## DOCUMENT PASSAGE
------
Solar Power

Essentially solar photovoltaic power involves harnessing solar radiation using collectors that contain photovoltaic cells that are capable of generating a direct current. This electricity is subsequently adapted to the specific requirements of power lines for use in different sectors. The array of photovoltaic cells, set out in a logical arrangement, is called a photovoltaic panel. Depending on the size, these panels can have capacities of up to 450-500 Wp. In recent years, technological developments have pushed the energy efficiency of these panels up above the 20% barrier.

Solar thermal energy uses solar radiation to produce either hot water or steam, depending on the level of available radiation and the type of technology used. Heat collectors and systems can therefore be divided into:

• Low-temperature (up to 65ºC). Commonly used for heating domestic hot water and/or heating (e.g.: underfloor heating).
• Medium-temperature (100 y 300ºC). Used especially in certain industrial processes.
• High-temperature (500 ºC+). Used to produce electricity, via a steam turbine.

In the Basque Country, levels of solar radiation (and thus, the potential for using solar power, as measured in full load equivalent hours) can be clearly divided into three zones:

• Coastal zone, with potential usage of 950-1,000 hours
• Intermediary zone, situated in the central part of the region, with 1,110-1,150 hours.
• Inland zone, in the southernmost area (Rioja Alavesa), with figures of around 1,350-1,400 hours.

So, bearing in mind that solar radiation in the Basque Country is more diffuse than direct, although the region does not enjoy outstanding resources, it has enough to generate acceptable levels of electricity from photovoltaic panels and domestic hot water from low-temperature heat collectors.

Ente Vasco de la Energía (EVE) has helped promote solar facilities of this kind, through direct participation in investments and by supporting several aid programmes. As a result, there are now thousands of installations across the region using solar energy to produce electricity and hot water in all sectors (industry, services, government, residential, etc.).

Of these, the EKIAN project is particularly significant, given the positive impact of its installed capacity, its production level and its novel execution model.

A number of factors and aspects will make solar power a key vector in meeting energy and environmental targets in the coming decades. These include expectations surrounding new models of energy transition, as contained in all energy strategies; new legal frameworks increasingly better adapted to the use of renewables: the forecast technological development of this energy source in the future; increasing social acceptance; ease of installation on buildings and land; competitive prices and environment-friendliness.
------
## DIRECTIONS FOR THIS TASK
Copy word for word the part of the solar power text that opens with the words "So, bearing in" and closes with "government, residential, etc.).".

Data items
------
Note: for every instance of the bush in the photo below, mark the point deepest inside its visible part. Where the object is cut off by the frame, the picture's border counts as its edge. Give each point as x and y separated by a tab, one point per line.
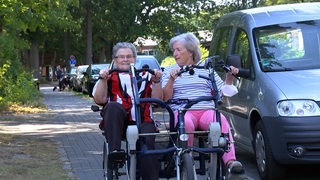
16	84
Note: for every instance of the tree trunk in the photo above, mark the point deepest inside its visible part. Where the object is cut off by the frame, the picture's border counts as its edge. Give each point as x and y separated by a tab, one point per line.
34	59
102	56
89	34
66	45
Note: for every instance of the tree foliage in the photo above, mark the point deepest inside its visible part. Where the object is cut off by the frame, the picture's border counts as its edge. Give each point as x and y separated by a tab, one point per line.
37	33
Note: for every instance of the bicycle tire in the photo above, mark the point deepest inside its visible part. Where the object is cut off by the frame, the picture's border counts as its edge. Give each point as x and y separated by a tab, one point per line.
108	174
187	171
216	169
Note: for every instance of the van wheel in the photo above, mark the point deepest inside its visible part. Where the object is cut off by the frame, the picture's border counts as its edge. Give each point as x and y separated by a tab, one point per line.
268	168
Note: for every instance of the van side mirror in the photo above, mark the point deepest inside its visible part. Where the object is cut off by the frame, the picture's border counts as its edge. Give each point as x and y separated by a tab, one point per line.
235	60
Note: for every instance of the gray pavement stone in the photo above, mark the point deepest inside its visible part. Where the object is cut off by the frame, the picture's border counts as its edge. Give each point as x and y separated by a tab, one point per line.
79	140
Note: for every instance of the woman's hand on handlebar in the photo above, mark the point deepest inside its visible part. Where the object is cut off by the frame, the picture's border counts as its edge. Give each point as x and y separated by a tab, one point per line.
104	73
157	75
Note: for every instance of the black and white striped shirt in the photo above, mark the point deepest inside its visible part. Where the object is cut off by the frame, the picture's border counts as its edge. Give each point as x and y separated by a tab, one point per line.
188	86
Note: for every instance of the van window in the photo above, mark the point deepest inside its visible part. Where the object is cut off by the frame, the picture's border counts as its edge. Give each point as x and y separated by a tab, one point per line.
242	48
220	42
290	46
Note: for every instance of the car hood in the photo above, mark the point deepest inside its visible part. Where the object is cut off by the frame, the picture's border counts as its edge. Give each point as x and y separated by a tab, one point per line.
302	84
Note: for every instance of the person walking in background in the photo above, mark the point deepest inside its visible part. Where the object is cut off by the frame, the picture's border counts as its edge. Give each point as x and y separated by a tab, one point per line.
186	51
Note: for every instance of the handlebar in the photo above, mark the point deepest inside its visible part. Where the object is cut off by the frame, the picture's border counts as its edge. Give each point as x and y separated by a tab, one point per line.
190	102
151	71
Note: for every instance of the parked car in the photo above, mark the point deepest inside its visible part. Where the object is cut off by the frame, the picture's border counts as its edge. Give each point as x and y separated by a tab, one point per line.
71	75
276	114
143	60
91	76
77	81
------
## RESULT FOR THIS TASK
So, bearing in mind that solar radiation in the Basque Country is more diffuse than direct, although the region does not enjoy outstanding resources, it has enough to generate acceptable levels of electricity from photovoltaic panels and domestic hot water from low-temperature heat collectors.

Ente Vasco de la Energía (EVE) has helped promote solar facilities of this kind, through direct participation in investments and by supporting several aid programmes. As a result, there are now thousands of installations across the region using solar energy to produce electricity and hot water in all sectors (industry, services, government, residential, etc.).